[Directions]
A – Restate the paragraph of the blog post below that begins "Achieving justice and care" more briefly, keeping its main facts.
B – Answer these questions from the blog post below, one line each:
(i) What color was Paul Prinsloo's jacket?
(ii) What happened to government subsidies in South Africa while student numbers rose?
(iii) Where does the problem with completion lie, according to the post?
C – Reproduce the part of the blog post below starting at "Ethics of care" and ending at "decreasing (see slides).".

Thursday, 6 October 2016

#EDENRW9 The increasing im-possibilities of justice and care in open distance learning

Paul Prinsloo ( was looking particularly good this morning in his light blue jacket and his radiant presence. And what he said hit home! Really great presentation.

Achieving justice and care was a concern from early on in distance education. Spending time and resources to take down barriers. AT this point in time, the opportunities for justice and care have grown over the years. On the other hand the impossibilities for justice and care have seen new challenges arise.
Intergenerational weight, colonialism, … education is often seen as a key initiative to counter these. Yet, challenges arise against the belief that education and equality is possible. All of societies problems cannot be addressed or erased by education. Students need to be made aware of what education entails from the start to be able to attain access to higher education. Access to education is not enough.
Ethics of care is essential to create equality.
Government subsidies have tumbled while student numbers rose in South Africa.
The amount of funding spend per students are decreasing (see slides).
The problem lies in completion rates of undergraduate degrees, not only on completing individual courses.
In DE there is still this grey area of not knowing where it will take us, what student success entails.
Education is not broken, and technology cannot mend it. Paul believes advances in tech, AI, machine learning can address some of the challenges we face. But what are the conditions. Paul refers to the chatbot, a female chatbot to support students and answer their questions.
AI can get awfully wrong. Can robot replace teachers? It does allow for some light relieve, but it might also endanger jobs. If we consider the role of AI, algorithms to change education, where equity, equality is reached, than what this imply: cost, access, quality and care.
How do we talk about university care with top ranking of universities, the rankings increase marginalisation of knowing. Most of the people are still offline. See most recent report of the Worldbank ( ).

[Material supplied]
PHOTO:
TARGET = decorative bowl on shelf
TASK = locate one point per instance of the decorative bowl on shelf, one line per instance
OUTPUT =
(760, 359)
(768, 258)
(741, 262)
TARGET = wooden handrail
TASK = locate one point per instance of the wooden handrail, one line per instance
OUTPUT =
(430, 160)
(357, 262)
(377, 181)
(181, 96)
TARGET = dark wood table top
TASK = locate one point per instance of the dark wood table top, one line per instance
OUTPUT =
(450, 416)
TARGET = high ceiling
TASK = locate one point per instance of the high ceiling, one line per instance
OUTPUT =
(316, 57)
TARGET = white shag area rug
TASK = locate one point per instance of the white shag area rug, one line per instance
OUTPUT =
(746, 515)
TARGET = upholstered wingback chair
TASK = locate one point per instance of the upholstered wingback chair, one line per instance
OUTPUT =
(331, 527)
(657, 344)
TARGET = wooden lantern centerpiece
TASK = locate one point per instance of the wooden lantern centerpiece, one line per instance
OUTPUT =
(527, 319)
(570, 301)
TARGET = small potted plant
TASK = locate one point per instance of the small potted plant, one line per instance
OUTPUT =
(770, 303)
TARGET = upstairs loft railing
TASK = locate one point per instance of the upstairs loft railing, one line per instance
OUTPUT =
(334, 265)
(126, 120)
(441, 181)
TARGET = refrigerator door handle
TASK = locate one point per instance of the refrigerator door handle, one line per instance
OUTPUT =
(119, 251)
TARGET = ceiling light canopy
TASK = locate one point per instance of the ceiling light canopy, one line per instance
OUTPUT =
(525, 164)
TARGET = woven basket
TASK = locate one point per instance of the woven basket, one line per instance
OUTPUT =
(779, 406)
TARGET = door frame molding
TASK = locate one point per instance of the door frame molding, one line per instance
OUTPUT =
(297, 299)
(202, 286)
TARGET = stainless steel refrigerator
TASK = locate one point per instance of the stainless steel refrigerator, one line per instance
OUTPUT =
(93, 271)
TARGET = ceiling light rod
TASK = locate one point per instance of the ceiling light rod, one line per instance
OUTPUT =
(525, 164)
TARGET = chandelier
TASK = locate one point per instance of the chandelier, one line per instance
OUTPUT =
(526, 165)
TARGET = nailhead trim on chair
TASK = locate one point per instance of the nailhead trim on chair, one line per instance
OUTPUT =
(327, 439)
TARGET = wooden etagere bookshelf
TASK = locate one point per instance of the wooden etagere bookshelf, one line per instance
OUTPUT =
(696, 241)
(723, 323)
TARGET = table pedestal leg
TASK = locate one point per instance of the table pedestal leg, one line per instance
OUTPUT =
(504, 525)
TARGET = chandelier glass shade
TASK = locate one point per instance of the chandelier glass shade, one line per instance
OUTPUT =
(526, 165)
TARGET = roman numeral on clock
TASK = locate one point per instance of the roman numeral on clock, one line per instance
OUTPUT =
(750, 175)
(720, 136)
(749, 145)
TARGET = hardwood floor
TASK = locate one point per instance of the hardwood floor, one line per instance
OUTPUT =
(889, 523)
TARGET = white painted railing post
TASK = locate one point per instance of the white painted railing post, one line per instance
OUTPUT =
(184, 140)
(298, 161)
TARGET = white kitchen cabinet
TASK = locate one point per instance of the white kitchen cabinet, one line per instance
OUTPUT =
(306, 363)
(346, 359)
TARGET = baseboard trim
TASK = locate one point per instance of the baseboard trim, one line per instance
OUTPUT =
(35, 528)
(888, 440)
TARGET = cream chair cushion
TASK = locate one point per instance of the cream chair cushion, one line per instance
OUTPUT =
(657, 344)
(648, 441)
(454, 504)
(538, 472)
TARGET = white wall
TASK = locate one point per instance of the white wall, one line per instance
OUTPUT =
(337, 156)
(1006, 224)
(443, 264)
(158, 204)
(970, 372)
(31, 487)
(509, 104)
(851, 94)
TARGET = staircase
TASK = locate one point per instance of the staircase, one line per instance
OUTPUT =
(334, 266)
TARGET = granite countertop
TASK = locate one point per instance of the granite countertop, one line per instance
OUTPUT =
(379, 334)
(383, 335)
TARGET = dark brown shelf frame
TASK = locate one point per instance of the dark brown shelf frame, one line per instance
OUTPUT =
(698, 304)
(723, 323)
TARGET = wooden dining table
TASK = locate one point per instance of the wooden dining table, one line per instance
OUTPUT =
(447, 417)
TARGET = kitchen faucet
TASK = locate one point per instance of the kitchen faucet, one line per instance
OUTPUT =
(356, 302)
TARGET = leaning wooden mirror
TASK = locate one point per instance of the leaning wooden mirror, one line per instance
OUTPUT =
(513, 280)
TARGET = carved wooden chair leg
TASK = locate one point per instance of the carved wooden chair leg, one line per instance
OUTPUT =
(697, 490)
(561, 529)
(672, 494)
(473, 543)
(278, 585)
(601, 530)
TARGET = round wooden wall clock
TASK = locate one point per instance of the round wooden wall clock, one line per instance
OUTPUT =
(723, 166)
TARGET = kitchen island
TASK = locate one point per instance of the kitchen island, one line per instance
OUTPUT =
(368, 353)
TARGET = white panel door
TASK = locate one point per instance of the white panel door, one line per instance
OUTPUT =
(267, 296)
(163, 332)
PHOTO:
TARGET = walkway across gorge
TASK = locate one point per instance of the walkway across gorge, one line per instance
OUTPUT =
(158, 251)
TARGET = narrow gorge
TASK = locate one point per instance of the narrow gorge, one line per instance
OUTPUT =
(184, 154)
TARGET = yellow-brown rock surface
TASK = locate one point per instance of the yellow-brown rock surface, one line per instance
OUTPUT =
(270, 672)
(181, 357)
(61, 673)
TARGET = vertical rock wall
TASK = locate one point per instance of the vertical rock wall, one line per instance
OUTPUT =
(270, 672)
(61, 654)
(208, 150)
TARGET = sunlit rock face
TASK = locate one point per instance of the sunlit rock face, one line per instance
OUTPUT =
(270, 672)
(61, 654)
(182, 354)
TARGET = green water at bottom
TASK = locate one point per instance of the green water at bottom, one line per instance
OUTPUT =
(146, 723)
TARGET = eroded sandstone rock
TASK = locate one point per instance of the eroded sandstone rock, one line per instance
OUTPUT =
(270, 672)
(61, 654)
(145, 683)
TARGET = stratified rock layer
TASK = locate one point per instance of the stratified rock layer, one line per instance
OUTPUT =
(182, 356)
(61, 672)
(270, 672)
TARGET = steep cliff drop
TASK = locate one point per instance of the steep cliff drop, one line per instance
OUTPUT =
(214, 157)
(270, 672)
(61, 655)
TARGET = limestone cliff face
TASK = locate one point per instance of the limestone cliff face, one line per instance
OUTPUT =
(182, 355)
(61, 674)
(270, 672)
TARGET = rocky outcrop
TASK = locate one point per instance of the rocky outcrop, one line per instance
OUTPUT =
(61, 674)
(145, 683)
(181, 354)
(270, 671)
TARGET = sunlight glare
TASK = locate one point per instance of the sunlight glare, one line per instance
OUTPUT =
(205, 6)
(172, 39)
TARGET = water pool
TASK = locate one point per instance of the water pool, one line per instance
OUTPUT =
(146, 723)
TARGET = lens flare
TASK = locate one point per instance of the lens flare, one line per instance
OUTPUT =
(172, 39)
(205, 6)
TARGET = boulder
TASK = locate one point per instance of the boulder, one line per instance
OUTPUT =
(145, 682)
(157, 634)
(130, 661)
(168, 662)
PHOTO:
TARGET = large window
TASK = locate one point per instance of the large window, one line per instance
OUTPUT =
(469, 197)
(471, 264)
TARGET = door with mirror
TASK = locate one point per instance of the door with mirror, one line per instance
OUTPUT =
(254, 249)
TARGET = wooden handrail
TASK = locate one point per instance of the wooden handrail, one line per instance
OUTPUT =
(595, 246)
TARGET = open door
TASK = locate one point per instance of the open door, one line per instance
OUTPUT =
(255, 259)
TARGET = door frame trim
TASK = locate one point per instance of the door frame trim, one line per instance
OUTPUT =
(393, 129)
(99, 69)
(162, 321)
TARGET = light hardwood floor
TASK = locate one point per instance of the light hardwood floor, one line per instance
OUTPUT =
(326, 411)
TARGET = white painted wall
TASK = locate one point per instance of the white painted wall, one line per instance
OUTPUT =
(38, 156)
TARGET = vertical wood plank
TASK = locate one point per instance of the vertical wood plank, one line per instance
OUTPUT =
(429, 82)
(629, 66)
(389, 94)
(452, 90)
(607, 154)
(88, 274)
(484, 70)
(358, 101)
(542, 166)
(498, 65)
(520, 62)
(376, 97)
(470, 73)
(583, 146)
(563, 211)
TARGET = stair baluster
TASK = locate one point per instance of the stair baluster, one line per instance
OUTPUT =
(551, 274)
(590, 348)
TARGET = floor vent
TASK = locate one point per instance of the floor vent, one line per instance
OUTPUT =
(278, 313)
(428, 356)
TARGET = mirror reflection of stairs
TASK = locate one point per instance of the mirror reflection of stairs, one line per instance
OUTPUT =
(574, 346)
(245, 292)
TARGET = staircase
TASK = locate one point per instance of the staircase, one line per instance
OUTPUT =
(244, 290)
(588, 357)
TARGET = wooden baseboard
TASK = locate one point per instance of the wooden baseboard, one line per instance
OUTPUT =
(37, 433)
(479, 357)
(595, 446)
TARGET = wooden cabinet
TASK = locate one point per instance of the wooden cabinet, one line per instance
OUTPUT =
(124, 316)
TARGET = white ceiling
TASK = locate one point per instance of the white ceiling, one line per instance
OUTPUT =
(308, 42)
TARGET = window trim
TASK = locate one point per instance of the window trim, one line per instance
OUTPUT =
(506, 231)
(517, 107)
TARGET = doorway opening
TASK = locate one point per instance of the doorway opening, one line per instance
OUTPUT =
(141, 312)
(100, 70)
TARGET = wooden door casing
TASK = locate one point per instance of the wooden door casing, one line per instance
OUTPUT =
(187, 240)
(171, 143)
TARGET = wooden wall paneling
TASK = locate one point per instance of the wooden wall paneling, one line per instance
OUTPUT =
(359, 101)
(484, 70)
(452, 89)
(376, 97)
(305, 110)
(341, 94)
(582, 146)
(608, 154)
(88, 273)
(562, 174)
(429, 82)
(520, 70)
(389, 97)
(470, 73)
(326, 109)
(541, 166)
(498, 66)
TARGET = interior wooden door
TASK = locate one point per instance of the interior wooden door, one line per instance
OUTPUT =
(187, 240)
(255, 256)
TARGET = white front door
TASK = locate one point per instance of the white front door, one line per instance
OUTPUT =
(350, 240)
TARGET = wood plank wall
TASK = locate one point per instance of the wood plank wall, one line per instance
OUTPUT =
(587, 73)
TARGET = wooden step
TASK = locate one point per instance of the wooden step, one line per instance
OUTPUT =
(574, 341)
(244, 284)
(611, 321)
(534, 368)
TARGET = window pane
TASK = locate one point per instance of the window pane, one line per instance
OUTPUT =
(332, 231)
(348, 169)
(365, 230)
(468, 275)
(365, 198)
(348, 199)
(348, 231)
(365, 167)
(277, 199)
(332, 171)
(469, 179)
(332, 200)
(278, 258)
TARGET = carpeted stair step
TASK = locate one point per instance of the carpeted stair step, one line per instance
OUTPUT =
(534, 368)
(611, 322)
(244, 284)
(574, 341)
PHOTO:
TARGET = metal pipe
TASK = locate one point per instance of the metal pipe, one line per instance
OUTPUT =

[Answers provided]
A – Justice and care have concerned distance education from its early days, with time and resources spent removing barriers. Over the years, the opportunities for justice and care have grown, but new challenges have also arisen that make them harder to achieve.

B –
(i) Light blue.
(ii) They tumbled.
(iii) In the completion rates of undergraduate degrees, not only in the completion of individual courses.

C –
Ethics of care is essential to create equality.
Government subsidies have tumbled while student numbers rose in South Africa.
The amount of funding spend per students are decreasing (see slides).